#### [Set task]
Edit the records below, from the line containing "Track-and-sign request: indicate each instance of the white wall" through the end of the records, so that "white cabinet" becomes "white dresser" and nothing else changes. Return only those lines.

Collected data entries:
==*==
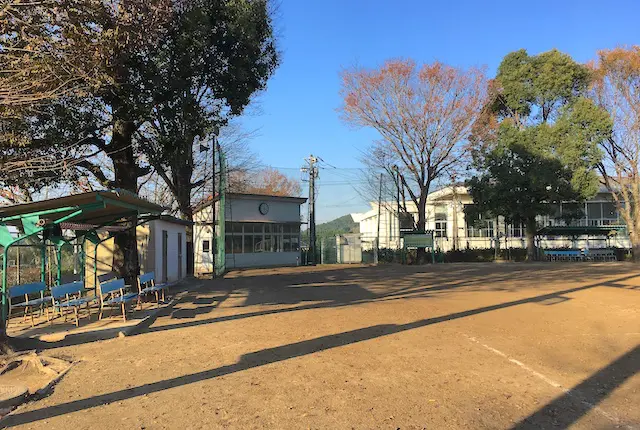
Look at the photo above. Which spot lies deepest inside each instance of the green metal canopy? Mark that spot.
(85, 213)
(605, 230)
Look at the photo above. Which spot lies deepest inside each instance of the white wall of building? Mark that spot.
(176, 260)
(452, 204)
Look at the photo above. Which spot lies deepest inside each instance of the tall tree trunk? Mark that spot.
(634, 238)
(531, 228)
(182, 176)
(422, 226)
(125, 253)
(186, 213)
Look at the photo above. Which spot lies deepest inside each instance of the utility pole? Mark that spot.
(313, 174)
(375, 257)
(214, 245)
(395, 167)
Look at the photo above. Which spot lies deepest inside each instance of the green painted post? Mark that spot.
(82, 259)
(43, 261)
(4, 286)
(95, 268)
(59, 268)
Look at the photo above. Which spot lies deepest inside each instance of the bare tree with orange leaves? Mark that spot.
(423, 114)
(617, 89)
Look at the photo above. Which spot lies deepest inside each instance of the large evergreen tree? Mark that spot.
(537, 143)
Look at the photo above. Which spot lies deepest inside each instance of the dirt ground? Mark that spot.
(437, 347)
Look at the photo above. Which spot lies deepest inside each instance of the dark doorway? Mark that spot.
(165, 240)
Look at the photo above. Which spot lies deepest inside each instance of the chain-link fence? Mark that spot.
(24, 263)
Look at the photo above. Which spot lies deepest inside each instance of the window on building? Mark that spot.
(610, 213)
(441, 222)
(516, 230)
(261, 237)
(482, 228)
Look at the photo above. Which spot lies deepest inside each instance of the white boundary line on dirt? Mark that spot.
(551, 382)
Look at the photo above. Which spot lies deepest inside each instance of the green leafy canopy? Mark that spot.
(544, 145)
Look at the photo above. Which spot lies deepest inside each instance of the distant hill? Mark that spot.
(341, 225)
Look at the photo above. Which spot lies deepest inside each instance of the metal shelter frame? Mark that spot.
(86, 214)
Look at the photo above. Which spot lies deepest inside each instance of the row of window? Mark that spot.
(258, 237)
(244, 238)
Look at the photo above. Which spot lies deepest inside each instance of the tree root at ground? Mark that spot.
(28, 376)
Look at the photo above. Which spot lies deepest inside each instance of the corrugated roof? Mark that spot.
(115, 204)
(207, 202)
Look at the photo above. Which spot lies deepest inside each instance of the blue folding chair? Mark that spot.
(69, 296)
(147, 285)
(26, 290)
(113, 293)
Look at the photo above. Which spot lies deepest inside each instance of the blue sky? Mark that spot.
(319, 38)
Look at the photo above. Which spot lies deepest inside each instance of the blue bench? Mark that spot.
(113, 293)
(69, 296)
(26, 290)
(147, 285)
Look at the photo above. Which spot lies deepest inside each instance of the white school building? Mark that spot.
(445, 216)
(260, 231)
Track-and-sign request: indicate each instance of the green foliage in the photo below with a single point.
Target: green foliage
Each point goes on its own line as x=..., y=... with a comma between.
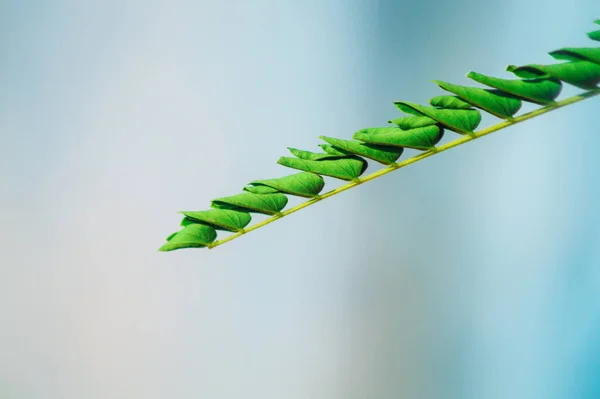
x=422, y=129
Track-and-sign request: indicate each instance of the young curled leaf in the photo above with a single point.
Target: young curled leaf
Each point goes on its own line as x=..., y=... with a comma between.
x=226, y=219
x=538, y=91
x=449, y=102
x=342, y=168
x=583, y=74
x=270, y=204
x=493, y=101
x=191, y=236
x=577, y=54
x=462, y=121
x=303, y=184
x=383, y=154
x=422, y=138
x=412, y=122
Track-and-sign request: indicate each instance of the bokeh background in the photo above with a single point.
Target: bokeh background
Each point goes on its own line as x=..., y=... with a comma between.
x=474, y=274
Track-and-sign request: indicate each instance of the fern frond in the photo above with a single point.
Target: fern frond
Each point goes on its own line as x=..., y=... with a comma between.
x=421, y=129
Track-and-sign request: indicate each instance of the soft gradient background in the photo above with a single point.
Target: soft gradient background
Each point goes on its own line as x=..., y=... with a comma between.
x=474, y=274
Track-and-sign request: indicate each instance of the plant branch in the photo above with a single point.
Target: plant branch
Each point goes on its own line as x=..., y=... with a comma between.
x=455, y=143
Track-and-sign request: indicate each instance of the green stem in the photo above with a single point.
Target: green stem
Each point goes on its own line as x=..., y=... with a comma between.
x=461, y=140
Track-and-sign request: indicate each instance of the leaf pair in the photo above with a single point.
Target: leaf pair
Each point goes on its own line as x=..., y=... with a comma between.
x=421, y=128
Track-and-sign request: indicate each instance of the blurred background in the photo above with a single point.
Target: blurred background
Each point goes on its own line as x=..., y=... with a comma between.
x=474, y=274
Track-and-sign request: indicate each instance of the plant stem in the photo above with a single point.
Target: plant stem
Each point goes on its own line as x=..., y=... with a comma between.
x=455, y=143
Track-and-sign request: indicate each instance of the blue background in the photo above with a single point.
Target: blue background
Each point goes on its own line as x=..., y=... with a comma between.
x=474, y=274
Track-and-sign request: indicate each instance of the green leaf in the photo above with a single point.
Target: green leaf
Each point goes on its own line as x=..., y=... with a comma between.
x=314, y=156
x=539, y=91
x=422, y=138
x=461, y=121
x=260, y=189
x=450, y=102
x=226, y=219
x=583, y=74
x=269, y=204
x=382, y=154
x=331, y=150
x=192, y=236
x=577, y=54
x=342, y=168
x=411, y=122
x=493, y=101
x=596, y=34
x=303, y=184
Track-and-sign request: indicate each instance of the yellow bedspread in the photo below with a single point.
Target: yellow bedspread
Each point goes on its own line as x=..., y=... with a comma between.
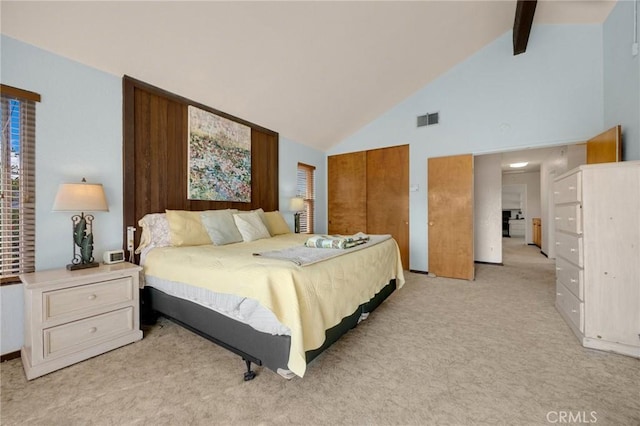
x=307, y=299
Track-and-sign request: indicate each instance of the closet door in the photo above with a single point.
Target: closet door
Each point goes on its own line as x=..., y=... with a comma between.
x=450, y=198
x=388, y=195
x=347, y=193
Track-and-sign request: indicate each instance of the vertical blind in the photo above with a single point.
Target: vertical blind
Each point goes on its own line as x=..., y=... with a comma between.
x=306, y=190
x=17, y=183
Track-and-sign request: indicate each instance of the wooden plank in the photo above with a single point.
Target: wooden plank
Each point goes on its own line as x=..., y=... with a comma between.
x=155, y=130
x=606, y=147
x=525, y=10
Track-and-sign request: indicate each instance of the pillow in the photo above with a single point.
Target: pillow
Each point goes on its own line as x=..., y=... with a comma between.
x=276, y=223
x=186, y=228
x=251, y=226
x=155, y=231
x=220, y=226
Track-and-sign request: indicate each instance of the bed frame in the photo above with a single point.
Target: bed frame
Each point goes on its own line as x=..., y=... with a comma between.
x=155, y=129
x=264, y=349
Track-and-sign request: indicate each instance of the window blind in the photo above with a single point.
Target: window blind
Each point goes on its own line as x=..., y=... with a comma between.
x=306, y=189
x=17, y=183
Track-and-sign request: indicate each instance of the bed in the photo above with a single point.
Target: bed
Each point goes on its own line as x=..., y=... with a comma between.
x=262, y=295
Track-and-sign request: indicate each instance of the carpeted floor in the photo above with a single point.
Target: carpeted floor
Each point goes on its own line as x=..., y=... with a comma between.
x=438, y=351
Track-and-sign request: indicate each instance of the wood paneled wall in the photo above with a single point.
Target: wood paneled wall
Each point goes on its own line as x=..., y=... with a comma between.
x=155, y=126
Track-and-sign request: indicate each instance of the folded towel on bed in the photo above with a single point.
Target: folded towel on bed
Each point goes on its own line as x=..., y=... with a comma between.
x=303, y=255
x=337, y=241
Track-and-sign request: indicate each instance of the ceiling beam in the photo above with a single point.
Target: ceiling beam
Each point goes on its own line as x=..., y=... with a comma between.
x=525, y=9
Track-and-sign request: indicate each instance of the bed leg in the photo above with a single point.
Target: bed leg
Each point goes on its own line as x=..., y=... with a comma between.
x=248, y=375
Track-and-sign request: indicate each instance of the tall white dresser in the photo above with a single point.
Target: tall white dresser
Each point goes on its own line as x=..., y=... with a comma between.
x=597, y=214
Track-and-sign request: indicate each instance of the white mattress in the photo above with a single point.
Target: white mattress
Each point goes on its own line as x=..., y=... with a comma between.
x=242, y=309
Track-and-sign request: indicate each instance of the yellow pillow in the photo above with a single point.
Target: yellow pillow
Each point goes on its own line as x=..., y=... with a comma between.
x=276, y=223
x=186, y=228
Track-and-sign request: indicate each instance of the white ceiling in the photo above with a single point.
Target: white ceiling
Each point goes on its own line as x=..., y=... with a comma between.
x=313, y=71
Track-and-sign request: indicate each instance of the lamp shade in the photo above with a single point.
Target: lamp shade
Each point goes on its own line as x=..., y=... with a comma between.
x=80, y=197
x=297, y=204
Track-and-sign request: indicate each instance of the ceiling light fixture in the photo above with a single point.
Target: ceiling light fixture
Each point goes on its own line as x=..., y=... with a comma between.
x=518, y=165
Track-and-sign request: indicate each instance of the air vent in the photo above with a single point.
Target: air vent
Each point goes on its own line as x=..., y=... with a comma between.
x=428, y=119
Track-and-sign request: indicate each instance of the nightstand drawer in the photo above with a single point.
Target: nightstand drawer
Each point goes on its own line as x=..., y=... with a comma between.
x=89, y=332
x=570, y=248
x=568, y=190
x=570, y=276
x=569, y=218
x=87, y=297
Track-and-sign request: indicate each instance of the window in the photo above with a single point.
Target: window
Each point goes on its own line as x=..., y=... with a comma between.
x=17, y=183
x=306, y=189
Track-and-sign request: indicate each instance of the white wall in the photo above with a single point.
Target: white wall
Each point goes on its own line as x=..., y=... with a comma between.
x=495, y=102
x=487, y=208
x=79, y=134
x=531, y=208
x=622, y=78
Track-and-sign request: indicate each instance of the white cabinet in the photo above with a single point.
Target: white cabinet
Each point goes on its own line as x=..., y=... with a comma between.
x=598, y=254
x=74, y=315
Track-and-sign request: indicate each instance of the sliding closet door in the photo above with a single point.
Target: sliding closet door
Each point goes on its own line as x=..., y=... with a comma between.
==*==
#### [Answer]
Track-and-sign request: indicate each instance of the white wall in the photo above with a single point.
Target: white wall
Each point goes on its own line as x=..., y=... with a comma between.
x=495, y=102
x=487, y=208
x=79, y=134
x=531, y=208
x=622, y=78
Track-and-sign request: indicate each instance of the white dresser in the photo above with a single point.
Target: white dresser
Each point goes on its own line as x=..., y=... with a comma between.
x=598, y=254
x=74, y=315
Track-and-sign request: indicate each instance of the sliding closet door in the photo above with a single point.
Target: sliding closet door
Each point goes on its own line as x=..., y=... with a comma between.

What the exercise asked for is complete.